Print all of the records. Exclude the images.

### Task material
------------------------------------------------------------------------
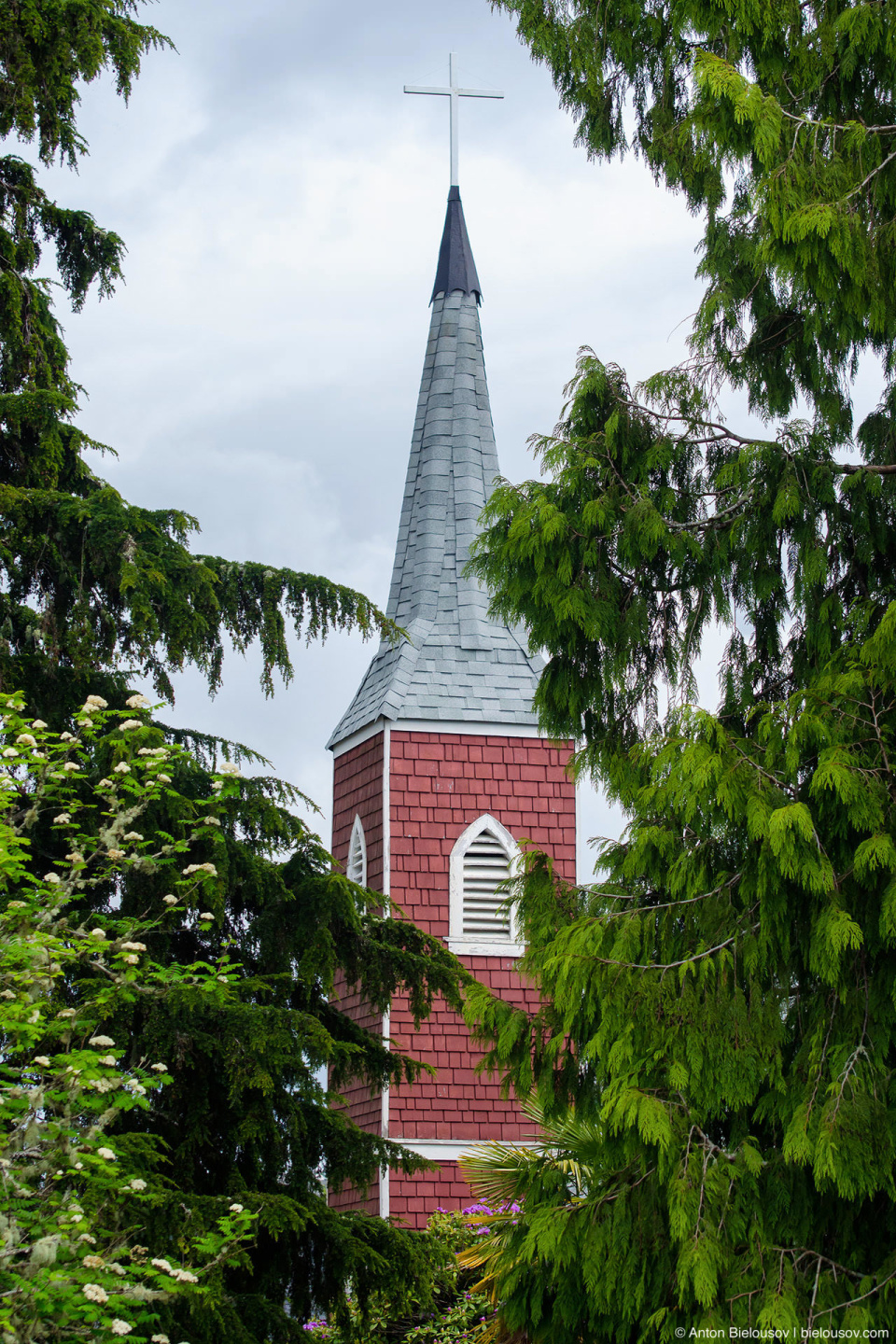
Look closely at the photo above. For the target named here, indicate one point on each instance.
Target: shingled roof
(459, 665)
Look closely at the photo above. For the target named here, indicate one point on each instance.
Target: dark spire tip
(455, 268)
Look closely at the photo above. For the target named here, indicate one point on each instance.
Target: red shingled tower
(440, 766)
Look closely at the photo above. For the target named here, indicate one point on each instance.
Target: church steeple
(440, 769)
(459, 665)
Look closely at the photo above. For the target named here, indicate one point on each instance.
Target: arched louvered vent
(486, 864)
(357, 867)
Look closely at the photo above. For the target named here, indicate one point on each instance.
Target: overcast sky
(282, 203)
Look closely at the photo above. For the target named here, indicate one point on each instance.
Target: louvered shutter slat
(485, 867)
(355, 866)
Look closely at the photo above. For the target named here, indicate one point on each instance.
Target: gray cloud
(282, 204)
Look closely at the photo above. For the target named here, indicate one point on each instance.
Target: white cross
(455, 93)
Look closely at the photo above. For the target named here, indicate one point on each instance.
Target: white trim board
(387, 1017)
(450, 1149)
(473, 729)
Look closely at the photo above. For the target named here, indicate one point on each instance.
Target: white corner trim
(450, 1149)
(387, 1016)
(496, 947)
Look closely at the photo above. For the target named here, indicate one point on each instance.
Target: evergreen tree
------------------------------------------------------------------------
### Result below
Look closely at the photo above. For the target named here, indicate one point on each instance.
Target: shingled roof
(459, 665)
Look closely at the photo above. For the target named here, indicate one point on each instance.
Target: dark spire tip
(455, 268)
Look closely at the photo above. For the target named here, indicate one point on each instance.
Target: red shingled tower
(440, 766)
Look closely at the photo above. For the target named here, indicate one point on each instance.
Target: church steeple
(440, 769)
(459, 665)
Look closely at the photo above. For the target named here, indicate one point on each instance.
Target: arched louvered vent
(486, 864)
(357, 867)
Look closely at the photo above. For the target named here, indicate one point on each instance.
Target: overcast sky
(282, 203)
Look closely at the photo above. For the target named here, indicate one point on each instance.
Target: louvered shutter slat
(485, 867)
(355, 866)
Look closely at the photo above. For the target named here, indicate one point on each instance.
Target: gray cloud
(282, 204)
Look closely at the photo above. For the target named here, indicate one point on each instance.
Target: white cross
(455, 93)
Look closely at the photo above. For the target named here, indicate one point on each instance.
Target: white trim board
(387, 1017)
(450, 1149)
(473, 729)
Look closely at the photo above. For the target named here, indicate one point on each instance.
Target: white corner trim
(450, 1149)
(387, 1016)
(496, 947)
Look closely at the photo above. For the target named here, indicate one point on each instance.
Target: evergreen tree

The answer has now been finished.